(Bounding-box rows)
* * * * * * *
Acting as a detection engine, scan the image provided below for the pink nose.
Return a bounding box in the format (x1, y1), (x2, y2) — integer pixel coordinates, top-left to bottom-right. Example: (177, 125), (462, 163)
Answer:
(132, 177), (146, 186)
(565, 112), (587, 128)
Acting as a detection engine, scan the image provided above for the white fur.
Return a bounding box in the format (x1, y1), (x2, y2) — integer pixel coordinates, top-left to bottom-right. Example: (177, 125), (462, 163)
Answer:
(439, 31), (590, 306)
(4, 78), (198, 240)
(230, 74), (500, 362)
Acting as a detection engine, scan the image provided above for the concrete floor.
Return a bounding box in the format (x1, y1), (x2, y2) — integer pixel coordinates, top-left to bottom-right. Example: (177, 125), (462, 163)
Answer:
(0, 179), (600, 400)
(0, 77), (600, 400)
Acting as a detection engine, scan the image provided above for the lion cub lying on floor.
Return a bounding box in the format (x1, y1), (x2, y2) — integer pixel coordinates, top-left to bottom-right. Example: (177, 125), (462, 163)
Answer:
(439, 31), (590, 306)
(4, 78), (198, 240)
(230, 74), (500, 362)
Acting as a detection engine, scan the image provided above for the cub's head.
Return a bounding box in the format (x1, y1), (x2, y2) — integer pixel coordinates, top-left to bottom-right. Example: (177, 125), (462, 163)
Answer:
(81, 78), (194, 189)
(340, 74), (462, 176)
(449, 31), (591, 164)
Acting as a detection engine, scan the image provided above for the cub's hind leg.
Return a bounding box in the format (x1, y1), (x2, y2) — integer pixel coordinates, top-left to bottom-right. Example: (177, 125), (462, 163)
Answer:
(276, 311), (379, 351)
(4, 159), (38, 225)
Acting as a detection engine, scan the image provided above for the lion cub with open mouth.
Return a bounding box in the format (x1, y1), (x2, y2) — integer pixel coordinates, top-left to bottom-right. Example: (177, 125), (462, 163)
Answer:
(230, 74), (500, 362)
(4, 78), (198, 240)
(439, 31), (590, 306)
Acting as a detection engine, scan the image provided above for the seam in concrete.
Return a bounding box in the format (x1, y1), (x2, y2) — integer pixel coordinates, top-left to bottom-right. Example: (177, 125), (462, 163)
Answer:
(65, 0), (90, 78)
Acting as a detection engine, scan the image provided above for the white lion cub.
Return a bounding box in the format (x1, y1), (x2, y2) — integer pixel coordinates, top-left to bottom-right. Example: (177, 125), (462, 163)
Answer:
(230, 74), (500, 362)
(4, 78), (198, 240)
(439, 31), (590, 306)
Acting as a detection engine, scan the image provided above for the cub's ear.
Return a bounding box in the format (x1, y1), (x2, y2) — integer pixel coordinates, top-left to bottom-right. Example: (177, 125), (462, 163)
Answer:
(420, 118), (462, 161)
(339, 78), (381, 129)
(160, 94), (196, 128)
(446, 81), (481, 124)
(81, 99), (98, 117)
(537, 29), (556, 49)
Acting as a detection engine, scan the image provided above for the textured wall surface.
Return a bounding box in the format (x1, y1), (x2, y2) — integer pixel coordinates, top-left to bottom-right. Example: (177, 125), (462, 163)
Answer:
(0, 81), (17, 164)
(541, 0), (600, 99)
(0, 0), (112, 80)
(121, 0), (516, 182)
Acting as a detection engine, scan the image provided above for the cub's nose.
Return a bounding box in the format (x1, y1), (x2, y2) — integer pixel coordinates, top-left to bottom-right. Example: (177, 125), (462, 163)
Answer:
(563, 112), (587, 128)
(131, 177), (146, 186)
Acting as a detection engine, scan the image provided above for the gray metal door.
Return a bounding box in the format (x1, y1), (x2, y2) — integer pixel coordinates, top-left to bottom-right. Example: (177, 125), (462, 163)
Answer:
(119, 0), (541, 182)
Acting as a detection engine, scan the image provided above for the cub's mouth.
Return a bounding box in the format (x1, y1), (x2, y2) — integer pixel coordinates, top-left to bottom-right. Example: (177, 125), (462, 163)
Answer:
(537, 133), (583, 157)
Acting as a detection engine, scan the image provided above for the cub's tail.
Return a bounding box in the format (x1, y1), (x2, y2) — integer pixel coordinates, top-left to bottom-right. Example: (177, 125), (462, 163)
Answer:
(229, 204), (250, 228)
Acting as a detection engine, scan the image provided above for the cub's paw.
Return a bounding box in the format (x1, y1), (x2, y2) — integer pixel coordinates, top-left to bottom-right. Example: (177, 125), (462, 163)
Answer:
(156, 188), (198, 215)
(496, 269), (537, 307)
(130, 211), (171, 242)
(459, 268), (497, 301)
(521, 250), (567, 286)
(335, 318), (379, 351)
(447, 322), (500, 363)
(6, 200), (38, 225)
* * * * * * *
Your goal →
Put every line from the start of the rows through the line containing "(565, 112), (587, 128)", inclusive, into a JSON list of strings, one string per line, omitting blank lines.

Reply to the task →
[
  "Acting as a detection engine, scan the image provided below for the pink nose.",
  "Return a bounding box in the format (x1, y1), (x2, y2) — integer pixel coordinates, top-left to bottom-right. Example: (177, 125), (462, 163)",
  "Answer:",
  "(132, 177), (146, 186)",
  "(565, 112), (587, 128)"
]